• Stated goal
Rewrite the changelog starting at "- Added more" and ending at "I'm happy :)", swapping "test unit" for "unit test".

Next release after this one will be v1 and will be a major refactor around Readability and HTMLParser methods and responsibilities.

## [v0.2.2](https://github.com/andreskrey/readability.php/releases/tag/v0.2.2)

- Added a safecheck for really nasty HTML
- Added summonCthulhu option, to remove all script tags via regex

## [v0.2.1](https://github.com/andreskrey/readability.php/releases/tag/v0.2.1)

- Added `normalizeEntities` flag to convert UTF-8 characters to its HTML Entity equivalent. Fixes bugs on htmls with mixed encoding.
- Added more information to the readme.md file
- New way to create a backup DOM: not creating a backup. In the previous version, the system cloned the $this->dom object to keep it as a backup in order to restart the algorithm with other flags, if needed. This seemed to work until I realized that *sometimes* the backup changes even if we are not touching it. Seems that the `dom` and `backupdom` objects are linked and *some* changes on the dom object reach the bakcupdom object. The new approach consists in deleting the backupdom object and recreating from scratch the dom object. Of course this has a performance impact, but seems to be quite low.

## [v0.2.0](https://github.com/andreskrey/readability.php/releases/tag/v0.2.0)

100% complete port of Readability.js!
- Every test unit passes
- Readability.php produces the same exact output as Readability.js
- I'm happy :)

### Fixed
- Lots of bugs
- Merged PR by DavidFricker to avoid exceptions while grabbing the document content

### Added
- substituteEntities flag, to avoid replacing especial characters with HTML entities. There's nothing we can do about `&nbsp;`, that entity is replaced by libxml and there's no way to disable it.
- Named data sets so it's easier to detect which test case is failing.

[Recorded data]
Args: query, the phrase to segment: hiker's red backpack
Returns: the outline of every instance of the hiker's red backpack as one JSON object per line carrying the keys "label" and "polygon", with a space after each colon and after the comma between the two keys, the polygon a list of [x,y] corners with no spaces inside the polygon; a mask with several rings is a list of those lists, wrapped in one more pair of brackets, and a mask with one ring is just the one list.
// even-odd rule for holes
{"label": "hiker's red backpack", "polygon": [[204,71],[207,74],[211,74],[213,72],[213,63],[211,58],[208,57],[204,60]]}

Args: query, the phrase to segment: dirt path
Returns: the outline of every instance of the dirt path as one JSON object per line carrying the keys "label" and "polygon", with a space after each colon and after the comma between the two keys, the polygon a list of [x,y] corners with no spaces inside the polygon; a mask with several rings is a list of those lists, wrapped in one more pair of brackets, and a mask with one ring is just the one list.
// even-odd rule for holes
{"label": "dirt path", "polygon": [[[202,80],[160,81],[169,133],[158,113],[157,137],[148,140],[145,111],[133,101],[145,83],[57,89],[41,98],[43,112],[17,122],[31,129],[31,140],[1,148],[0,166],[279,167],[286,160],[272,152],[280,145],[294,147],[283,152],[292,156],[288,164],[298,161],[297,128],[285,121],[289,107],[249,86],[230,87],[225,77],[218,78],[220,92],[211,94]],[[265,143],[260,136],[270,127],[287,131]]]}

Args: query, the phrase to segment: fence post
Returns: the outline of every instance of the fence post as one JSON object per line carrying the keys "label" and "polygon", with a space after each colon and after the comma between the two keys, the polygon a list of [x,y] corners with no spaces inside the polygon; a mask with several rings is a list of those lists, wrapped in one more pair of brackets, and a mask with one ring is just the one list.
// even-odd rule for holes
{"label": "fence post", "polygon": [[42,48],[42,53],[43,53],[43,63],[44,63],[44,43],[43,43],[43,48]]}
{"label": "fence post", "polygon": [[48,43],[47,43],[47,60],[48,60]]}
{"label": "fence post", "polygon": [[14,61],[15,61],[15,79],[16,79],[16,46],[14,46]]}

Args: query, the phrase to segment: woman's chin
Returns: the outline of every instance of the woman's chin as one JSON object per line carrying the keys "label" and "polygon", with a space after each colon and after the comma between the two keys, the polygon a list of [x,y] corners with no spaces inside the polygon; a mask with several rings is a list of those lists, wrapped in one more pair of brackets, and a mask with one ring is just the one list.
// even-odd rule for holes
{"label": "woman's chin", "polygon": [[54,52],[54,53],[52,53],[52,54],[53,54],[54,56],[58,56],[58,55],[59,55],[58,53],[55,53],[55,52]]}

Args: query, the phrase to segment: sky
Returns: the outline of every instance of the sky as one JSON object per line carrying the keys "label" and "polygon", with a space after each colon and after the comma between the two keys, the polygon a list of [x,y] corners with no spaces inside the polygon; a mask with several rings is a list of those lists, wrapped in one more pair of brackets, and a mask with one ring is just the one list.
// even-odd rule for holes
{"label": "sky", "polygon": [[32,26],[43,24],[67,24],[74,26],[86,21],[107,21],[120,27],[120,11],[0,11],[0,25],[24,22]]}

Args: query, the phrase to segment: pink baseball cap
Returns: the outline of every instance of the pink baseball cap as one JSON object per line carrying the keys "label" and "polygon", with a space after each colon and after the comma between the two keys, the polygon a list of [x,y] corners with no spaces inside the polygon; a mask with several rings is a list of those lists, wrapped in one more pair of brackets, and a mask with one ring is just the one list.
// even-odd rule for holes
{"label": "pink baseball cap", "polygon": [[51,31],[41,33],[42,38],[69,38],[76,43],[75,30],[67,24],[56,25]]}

• The result
- Added more information to the readme.md file
- New way to create a backup DOM: not creating a backup. In the previous version, the system cloned the $this->dom object to keep it as a backup in order to restart the algorithm with other flags, if needed. This seemed to work until I realized that *sometimes* the backup changes even if we are not touching it. Seems that the `dom` and `backupdom` objects are linked and *some* changes on the dom object reach the bakcupdom object. The new approach consists in deleting the backupdom object and recreating from scratch the dom object. Of course this has a performance impact, but seems to be quite low.

## [v0.2.0](https://github.com/andreskrey/readability.php/releases/tag/v0.2.0)

100% complete port of Readability.js!
- Every unit test passes
- Readability.php produces the same exact output as Readability.js
- I'm happy :)